## Verilen metin
* * *

Geçtiğimiz hafta, Hindistan idaresi altındaki Cammu Keşmir bölgesinin Pahalgam kentinde, kimliği belirsiz silahlı kişiler tarafından turistlere yönelik kanlı bir saldırı gerçekleştirildi. Olayda 26 kişi hayatını kaybetti, çok sayıda kişi ise yaralandı. Hindistan hükümeti, saldırının sorumluluğunu doğrudan Pakistan’a yüklerken; Pakistan, bu suçlamaları reddederek olayın kendisine karşı kurgulanmış bir senaryo olduğunu ileri sürdü. Hatta Pakistan medyasında, saldırının arkasında İsrail’in bulunduğuna dair yorumlar dahi yer aldı.

* * *

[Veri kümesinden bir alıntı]
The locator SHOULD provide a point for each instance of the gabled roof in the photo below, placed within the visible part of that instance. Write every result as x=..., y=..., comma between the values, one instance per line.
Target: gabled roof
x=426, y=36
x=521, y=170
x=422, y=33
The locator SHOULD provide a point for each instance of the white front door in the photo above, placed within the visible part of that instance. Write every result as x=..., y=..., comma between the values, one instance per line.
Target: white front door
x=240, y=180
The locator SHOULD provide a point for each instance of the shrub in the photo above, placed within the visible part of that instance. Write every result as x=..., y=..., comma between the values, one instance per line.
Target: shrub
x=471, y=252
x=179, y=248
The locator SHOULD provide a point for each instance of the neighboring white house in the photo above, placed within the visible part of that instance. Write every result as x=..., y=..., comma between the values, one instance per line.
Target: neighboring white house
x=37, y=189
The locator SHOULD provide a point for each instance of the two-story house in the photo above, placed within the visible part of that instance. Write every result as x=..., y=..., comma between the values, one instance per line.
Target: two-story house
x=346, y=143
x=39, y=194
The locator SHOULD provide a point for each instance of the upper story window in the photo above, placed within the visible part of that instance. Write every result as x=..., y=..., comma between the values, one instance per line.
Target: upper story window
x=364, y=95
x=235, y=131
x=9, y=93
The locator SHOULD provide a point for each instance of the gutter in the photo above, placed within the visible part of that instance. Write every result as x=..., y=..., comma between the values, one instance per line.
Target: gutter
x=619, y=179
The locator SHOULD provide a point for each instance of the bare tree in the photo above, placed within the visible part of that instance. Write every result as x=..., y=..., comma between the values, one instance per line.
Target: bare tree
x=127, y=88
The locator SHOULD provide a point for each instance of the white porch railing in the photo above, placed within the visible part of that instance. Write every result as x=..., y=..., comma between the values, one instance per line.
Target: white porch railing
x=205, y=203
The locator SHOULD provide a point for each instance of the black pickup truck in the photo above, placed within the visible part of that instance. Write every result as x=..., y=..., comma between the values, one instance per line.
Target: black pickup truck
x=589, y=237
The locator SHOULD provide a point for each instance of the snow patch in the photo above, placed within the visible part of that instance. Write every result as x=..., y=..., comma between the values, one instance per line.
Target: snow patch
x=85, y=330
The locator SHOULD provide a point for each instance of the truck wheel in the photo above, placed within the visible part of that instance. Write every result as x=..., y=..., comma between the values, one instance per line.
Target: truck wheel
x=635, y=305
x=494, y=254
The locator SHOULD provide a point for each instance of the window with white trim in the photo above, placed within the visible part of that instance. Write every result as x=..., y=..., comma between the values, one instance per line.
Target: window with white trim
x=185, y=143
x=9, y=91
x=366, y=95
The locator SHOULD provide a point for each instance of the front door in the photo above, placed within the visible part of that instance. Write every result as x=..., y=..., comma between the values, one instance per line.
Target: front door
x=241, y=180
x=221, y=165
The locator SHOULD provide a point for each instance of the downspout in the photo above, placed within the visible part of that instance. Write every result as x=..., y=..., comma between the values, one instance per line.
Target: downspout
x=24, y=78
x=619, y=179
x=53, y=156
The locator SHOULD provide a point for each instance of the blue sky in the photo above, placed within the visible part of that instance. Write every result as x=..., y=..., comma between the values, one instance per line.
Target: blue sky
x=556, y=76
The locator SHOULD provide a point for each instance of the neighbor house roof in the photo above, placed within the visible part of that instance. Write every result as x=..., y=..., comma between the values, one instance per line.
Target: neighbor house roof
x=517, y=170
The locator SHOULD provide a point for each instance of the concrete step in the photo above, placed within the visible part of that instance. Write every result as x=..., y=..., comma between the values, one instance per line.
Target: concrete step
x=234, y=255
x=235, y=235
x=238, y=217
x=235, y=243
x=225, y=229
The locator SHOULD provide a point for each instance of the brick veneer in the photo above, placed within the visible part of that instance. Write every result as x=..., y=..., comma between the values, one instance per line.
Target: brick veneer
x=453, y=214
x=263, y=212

* * *

## Yazılı görevler
1. Pahalgam saldırısını anlatan metne göre Pakistan, Hindistan'ın suçlamalarını neden kabul etmedi? Lütfen bir ila üç cümleyle açıklayın.
2. Pahalgam saldırısını anlatan metni kaldığı yerden devam ettirin.
Kayıtların bu işle hiçbir ilgisi yok.

## Yanıtlar
1. Pakistan, Hindistan'ın suçlamalarını reddetti. Saldırının, kendisine karşı kurgulanmış bir senaryo olduğunu ileri sürdü.

2.
Rus siyaset kuramcısı Aleksandr Dugin ise dikkat çekici bir değerlendirmede bulunarak, nükleer silahlara sahip iki ülkenin karşı karşıya gelmesinin küresel güçlerin işine yaradığını ve olayın arkasında bu yapılar olabileceğini öne sürdü. Körfez ülkelerine resmî ziyarette bulunan Hindistan Başbakanı Narendra Modi, gelişmeleri duyar duymaz ülkesine döndü ve herhangi bir somut delil sunmaksızın Pakistan’ı sert bir dille hedef aldı.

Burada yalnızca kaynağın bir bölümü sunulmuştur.